--- Task objective ---
Count the rows below that contain the string "json", matching case exactly. Reply with only the number.

--- Given records ---
◆ ◆ ◆ ◆ ◆ ◆ ◆

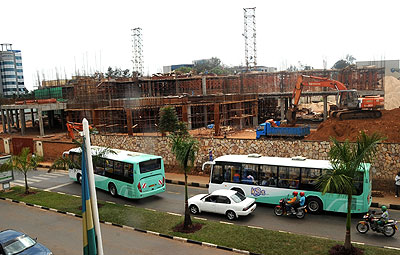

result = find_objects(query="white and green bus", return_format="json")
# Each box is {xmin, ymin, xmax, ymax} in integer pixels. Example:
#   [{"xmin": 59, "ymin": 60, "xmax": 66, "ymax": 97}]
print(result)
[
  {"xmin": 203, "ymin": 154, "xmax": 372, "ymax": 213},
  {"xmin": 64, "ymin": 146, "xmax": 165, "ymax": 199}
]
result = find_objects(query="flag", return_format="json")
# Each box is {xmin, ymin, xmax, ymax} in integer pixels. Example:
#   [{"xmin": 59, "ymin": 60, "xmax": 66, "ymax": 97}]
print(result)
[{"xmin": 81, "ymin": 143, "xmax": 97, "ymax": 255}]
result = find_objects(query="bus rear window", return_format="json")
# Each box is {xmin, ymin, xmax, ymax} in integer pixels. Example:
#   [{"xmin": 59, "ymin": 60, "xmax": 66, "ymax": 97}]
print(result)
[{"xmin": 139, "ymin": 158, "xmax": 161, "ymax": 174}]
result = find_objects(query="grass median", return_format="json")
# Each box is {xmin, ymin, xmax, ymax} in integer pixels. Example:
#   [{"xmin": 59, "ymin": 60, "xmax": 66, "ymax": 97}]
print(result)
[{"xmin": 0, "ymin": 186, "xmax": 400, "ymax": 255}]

◆ ◆ ◆ ◆ ◆ ◆ ◆

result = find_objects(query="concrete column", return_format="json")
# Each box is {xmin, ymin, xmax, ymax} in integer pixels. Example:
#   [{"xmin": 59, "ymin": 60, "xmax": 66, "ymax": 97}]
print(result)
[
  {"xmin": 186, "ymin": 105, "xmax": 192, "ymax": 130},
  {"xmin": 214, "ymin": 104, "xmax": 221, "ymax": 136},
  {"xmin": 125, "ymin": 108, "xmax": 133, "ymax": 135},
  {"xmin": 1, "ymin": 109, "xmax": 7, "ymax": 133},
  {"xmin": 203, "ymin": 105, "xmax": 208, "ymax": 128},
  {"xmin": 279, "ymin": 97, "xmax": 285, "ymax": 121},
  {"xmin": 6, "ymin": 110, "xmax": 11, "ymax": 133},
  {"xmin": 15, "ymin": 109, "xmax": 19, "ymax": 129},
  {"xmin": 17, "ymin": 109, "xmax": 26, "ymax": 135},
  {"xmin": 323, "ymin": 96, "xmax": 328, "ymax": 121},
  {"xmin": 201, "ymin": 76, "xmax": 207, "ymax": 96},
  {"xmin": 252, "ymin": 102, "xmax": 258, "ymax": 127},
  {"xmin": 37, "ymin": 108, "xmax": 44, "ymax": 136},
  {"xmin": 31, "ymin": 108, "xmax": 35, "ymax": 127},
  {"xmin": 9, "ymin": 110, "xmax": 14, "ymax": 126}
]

◆ ◆ ◆ ◆ ◆ ◆ ◆

--- Answer ---
5